The response must consist of all the records, retyped exactly.

:: Listed entries

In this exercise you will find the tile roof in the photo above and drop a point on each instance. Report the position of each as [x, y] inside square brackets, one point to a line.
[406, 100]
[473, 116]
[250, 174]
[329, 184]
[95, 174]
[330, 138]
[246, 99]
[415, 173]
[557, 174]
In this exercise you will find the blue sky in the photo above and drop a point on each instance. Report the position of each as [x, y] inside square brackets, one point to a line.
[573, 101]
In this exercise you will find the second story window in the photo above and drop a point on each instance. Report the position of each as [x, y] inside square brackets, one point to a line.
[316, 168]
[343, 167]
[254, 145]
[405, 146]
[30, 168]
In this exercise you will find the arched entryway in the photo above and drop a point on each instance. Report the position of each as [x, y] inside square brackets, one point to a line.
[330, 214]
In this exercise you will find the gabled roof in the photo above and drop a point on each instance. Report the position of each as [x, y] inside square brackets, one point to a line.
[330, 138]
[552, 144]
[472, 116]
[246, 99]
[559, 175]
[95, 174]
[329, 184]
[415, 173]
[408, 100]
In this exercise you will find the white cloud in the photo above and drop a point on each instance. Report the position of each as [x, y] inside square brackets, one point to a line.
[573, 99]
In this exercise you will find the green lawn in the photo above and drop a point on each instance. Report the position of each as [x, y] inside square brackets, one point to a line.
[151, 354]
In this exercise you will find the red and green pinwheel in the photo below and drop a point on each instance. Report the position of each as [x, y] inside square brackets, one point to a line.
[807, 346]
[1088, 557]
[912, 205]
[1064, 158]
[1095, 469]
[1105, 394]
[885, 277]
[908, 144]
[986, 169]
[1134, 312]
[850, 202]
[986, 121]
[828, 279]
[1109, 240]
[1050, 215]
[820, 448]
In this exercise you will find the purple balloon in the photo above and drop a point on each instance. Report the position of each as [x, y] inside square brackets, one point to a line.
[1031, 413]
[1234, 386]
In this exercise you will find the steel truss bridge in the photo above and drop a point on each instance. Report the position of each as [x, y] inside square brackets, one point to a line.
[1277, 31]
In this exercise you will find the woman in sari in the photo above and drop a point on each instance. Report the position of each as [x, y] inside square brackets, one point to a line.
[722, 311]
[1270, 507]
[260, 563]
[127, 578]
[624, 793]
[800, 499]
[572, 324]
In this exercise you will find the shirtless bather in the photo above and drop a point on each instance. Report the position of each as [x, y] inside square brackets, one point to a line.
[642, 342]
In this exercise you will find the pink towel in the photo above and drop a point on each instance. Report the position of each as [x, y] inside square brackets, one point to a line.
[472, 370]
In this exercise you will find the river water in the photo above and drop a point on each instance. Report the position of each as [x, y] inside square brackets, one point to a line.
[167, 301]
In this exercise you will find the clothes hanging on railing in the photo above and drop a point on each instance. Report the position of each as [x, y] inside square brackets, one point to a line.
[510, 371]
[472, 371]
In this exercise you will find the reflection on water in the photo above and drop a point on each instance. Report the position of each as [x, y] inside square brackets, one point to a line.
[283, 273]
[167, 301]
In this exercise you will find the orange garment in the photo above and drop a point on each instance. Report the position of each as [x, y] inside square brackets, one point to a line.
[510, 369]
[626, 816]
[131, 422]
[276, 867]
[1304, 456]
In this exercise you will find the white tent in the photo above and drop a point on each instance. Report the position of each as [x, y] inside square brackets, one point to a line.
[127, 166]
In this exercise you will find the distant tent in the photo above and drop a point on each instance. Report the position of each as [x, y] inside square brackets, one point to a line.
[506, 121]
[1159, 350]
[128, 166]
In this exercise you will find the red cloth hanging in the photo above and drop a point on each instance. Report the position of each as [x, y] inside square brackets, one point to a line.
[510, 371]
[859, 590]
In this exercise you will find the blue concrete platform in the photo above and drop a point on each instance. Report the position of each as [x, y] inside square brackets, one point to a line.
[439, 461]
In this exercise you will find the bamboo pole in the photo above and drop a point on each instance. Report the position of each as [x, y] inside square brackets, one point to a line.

::::

• Result of this exercise:
In this exercise you will find the tile roof in the photo above and drop a point on each instance. Report the position of each as [x, y] inside square brackets, one point to a line.
[406, 100]
[473, 116]
[250, 174]
[329, 184]
[95, 174]
[330, 138]
[246, 99]
[415, 173]
[557, 174]
In this exercise you will find the blue sky in the photo above and drop a point on each instance. Report the position of each as [x, y] inside square brackets, one point to a line.
[573, 101]
In this exercise you will find the second story window in the photo above and drop a point on each instance. Report the position of each as [x, y] inside square brackets, one point to a line.
[316, 168]
[343, 167]
[254, 145]
[405, 146]
[30, 168]
In this exercise you will find the arched entryway in the photo above and drop a point on each instance. Report the position of each as [x, y] inside square brackets, one point to a line.
[330, 214]
In this exercise you will find the gabled roof in the photo above and drop a point on each instance. Report the position of each as [x, y] inside square brackets, one point to a line.
[330, 138]
[552, 144]
[472, 116]
[246, 99]
[559, 175]
[95, 174]
[329, 184]
[415, 173]
[408, 100]
In this exercise you will find the white cloud in the photo above and drop a point on each instance. Report the position of each as [x, y] inside square brackets, one point to a line.
[573, 99]
In this exercise you will find the green lawn in the photo above and drop a point on each instance. Report the position of each as [x, y] inside square brackets, one point to a line.
[151, 354]
In this exercise you will find the red and green pinwheel in the photo below and drop a point on each instance. Report the position of each as [x, y] inside square brackets, one point to a line.
[807, 346]
[1088, 557]
[912, 205]
[1064, 158]
[1095, 469]
[1105, 394]
[885, 277]
[908, 144]
[986, 169]
[1134, 312]
[850, 202]
[986, 121]
[828, 279]
[1109, 240]
[1050, 215]
[820, 448]
In this exercise you will find the purple balloon in the photo above and drop a point on each instance. Report the position of each as [x, y] inside square brackets, one point to a line.
[1031, 413]
[1234, 386]
In this exercise you will find the steel truss bridge in the photo above and drop a point on each instance. Report the position of each as [x, y] inside square brackets, one point to a line.
[1277, 31]
In this exercise you will find the woman in sari in the photo above and drop a point on each instance. Report the position of each as [x, y] inside square brackets, one point to a line.
[722, 311]
[1270, 507]
[260, 563]
[127, 578]
[624, 793]
[800, 499]
[572, 324]
In this exercise you will find the shirtless bather in the photo above and drop a point on each instance. Report the position of each as [x, y] inside square brackets, one point to a line.
[642, 342]
In this exercise you will find the pink towel in the photo above and drop a point on each instance. Report the position of each as [x, y] inside square brackets, one point to a line.
[472, 370]
In this exercise you will find the river water in the photo above and drop a point on each instance. Report the position of each as [x, y] inside square brackets, one point to a line.
[167, 301]
In this exercise you will find the clothes hanging on railing in the photo above and drop a point on each instance. Report the position of each as [x, y] inside square brackets, one point to a line.
[510, 371]
[472, 371]
In this exercise you will find the reflection on water in the photo above and drop a point on each instance. Report the position of each as [x, y] inside square brackets, one point to a line.
[283, 273]
[167, 301]
In this exercise you will find the orange garment in the photo above and drop a point on each instance. Report the position of each as [x, y] inside square brackets, one point to a line.
[510, 369]
[626, 816]
[131, 422]
[276, 867]
[1304, 456]
In this exercise you will find the white tent in the photo above and drop a point on each instance. Report the position of each as [x, y] inside square brackets, one point to a line.
[127, 166]
In this exercise you will find the distant tent in the photo above and drop a point on each instance. Report the position of each as [x, y] inside square brackets, one point to a line.
[506, 121]
[1159, 350]
[128, 166]
In this exercise you will find the red cloth hanging in the photo above and drop a point on each instance. Report the position of each as [x, y] inside square brackets, one point to a line.
[510, 371]
[859, 590]
In this exercise you will find the blue concrete platform in the photo above and drop a point on each instance. Report the position of each as [x, y] inside square brackets, one point to a line.
[439, 461]
In this exercise you will find the bamboo pole in the photo above and drop a point on each instance. Report the position of each as [x, y] inside square brackets, one point to a line.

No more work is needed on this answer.